### Problem to work on:
Continue the passage on grouping time-series measurements and training forecasting models for IT monitoring, picking up right after its final sentence.

### Excerpted passage:
┏━━

In various examples, the time-series measurements can be placed into groups according to attributes associated with the time-series measurements. The attributes can comprise a system platform, an organization identifier, an application identifier, a geographic location, and/or other type of attribute. For example, all time-series corresponding to system crashes belonging to a given platform (e.g., Windows, Mac OS) may be placed in the same group, regardless of the organization or enterprise associated with the device experiencing the system crash.


According to various examples, the historical aggregated measurement values in the data store can be used to train time-series forecasting models which can be used by the monitoring and alert system to detect potential issues in the IT infrastructure. In various examples, a separate time-series forecasting model is trained for each time-series group. In various examples, historical data from all time-series within a group are used to train the group-level model. Statistical parameters such mean and standard deviation can be computed for the errors on the training and/or validation set. The time-series forecasting models and the error distribution models are stored in a model database.

┗━━

### Source data:
┏━━

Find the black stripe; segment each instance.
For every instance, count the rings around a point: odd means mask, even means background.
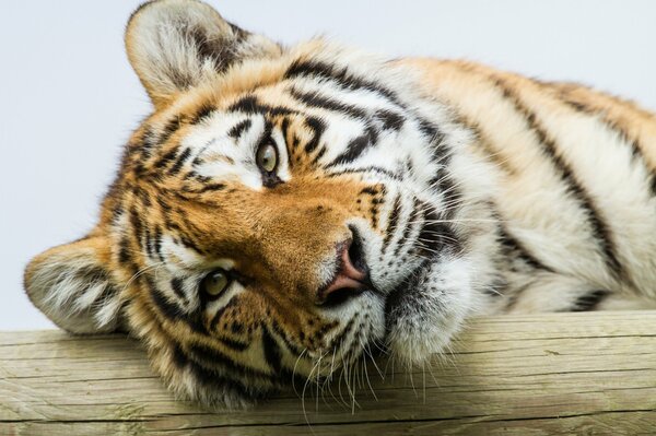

┗━━

### Expected output:
At periodic intervals (e.g., every hour), the event alert system of the present disclosure can select the appropriate time-series forecasting model from a plurality of time-series forecasting models based at least in part on the timeseries attributes to predict a value for each of the timeseries observations. In various examples, the difference between the observed value and the predicted value can provide the error for each observation. The error value is used to compute the probability of observing the current value given the historical data. Using the probability estimate, the event alert system can generate an outlier score and assign the outlier score to the observation. For example, the outlier score can be 1−p, where p is the probability estimate. In various examples, the event alert system can mark a given observation as an outlier if the outlier score meets or exceeds a predefined threshold. When an observation is marked as an outlier, the event alert system can generate an alert to notify IT administrators of the detected issue. In various examples, the alert can be generated in the form of a user interface, a text message, an email message, push notification, and/or other type of notification.


In the following discussion, a general description of the system and its components is provided, followed by a discussion of the operation of the same. Although the following discussion provides illustrative examples of the operation of various components of the present disclosure, the use of the following illustrative examples does not exclude other implementations that are consistent with the principles disclosed by the following illustrative examples.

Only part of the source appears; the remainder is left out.